*KUTIPAN UNTUK DIBACA*.
Tiap daerah, lingkungan, atau budaya punya istilah yang terdengar unik bagi daerah, lingkungan, atau budaya yang lain. Sebagai “anak daerah” yang pindah ke ibukota, saya mendapati istilah-istilah khas Jakarta (dan sekitarnya?), yang tidak saya dapati di Semarang, kota asal saya.
Salah satu istilah khas yang bagi saya unik adalah istilah “tidak nyata” untuk menyebut pulpen yang tidak keluar tintanya sehingga tidak bisa digunakan untuk menulis atau menggambar. Di Semarang, kami cuma menyebutnya dengan istilah “macet”, karena memang demikianlah faktanya bukan? (saluran) Tintanya macet, sehingga tidak ada yang keluar. Itu sebabnya, saya suka meledek teman-teman yang memakai istilah TIDAK NYATA sewaktu kesulitan menulis karena pulpen mereka MACET.

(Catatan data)
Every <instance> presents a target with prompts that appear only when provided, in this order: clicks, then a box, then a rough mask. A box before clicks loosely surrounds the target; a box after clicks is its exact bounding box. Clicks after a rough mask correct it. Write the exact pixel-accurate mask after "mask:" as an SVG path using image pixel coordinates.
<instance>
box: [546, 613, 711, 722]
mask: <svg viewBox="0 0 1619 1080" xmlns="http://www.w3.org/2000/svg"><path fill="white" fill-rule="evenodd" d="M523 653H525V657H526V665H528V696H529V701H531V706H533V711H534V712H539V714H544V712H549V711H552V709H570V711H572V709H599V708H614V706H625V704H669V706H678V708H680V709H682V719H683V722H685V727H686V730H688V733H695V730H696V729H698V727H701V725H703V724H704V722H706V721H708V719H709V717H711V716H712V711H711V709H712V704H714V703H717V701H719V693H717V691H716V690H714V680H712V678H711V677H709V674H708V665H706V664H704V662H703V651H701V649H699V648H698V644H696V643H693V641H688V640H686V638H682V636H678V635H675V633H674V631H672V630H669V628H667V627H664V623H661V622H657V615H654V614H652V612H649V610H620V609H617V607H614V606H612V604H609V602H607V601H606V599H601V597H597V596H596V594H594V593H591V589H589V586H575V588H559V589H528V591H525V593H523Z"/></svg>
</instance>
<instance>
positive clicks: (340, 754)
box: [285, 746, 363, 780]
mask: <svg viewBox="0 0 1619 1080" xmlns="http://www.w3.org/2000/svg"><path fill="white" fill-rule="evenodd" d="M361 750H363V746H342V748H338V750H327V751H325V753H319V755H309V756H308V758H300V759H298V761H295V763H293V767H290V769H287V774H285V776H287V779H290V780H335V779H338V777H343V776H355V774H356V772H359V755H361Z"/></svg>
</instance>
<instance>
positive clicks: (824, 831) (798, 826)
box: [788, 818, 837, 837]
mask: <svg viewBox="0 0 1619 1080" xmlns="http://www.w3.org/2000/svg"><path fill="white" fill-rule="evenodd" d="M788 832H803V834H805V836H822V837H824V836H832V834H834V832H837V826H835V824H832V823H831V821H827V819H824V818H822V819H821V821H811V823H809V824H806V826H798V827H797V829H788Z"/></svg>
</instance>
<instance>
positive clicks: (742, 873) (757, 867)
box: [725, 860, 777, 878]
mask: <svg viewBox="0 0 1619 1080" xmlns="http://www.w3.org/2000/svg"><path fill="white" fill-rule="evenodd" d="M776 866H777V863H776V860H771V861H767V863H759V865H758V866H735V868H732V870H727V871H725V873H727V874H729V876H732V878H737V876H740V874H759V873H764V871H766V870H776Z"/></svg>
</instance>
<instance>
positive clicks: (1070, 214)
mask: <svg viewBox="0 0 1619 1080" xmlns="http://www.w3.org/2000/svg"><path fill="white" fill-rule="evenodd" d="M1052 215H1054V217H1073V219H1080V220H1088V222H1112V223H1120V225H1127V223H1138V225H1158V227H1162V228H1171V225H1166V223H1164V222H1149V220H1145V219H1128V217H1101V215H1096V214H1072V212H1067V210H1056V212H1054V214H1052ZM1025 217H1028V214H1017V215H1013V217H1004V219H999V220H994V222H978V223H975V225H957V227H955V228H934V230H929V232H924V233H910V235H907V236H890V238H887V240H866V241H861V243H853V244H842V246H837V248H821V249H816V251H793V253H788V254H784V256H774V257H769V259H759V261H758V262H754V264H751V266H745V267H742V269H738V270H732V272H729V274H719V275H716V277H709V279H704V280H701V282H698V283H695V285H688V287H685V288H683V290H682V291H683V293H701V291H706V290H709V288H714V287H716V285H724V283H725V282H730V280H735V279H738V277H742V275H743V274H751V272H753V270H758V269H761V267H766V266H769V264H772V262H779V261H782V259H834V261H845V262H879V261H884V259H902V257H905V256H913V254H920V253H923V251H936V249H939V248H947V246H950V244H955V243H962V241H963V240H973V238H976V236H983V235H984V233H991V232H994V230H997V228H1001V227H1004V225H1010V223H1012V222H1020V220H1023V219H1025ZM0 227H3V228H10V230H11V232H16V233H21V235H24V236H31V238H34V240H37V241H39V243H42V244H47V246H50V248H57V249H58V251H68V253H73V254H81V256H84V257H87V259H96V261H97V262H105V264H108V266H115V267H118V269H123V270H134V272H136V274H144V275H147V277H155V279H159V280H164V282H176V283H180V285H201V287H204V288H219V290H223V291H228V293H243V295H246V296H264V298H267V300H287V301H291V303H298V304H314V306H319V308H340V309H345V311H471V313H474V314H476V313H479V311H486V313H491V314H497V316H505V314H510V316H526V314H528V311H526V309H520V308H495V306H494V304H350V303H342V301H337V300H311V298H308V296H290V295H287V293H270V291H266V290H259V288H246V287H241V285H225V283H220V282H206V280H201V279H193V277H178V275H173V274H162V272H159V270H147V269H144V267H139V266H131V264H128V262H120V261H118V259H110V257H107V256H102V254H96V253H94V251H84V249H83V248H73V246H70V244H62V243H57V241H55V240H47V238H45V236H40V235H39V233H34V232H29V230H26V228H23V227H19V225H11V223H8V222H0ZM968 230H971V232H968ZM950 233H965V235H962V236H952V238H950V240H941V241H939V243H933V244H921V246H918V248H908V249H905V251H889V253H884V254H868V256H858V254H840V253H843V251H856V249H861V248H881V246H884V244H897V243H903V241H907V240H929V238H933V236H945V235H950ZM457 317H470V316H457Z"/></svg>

*TUGAS YANG DIKERJAKAN*.
A – Dalam teks tentang istilah khas Jakarta, apa sebutan di Semarang untuk pulpen yang tintanya tidak keluar?
B – Tolong salin kata demi kata seluruh bagian teks tentang istilah khas Jakarta, mulai dari "Tiap daerah, lingkungan, atau" sampai ke "kota asal saya.".
Materi tersebut tidak berkaitan dengan teks tentang istilah khas Jakarta.

*HASIL LATIHAN*.
A – Macet.

B –
Tiap daerah, lingkungan, atau budaya punya istilah yang terdengar unik bagi daerah, lingkungan, atau budaya yang lain. Sebagai “anak daerah” yang pindah ke ibukota, saya mendapati istilah-istilah khas Jakarta (dan sekitarnya?), yang tidak saya dapati di Semarang, kota asal saya.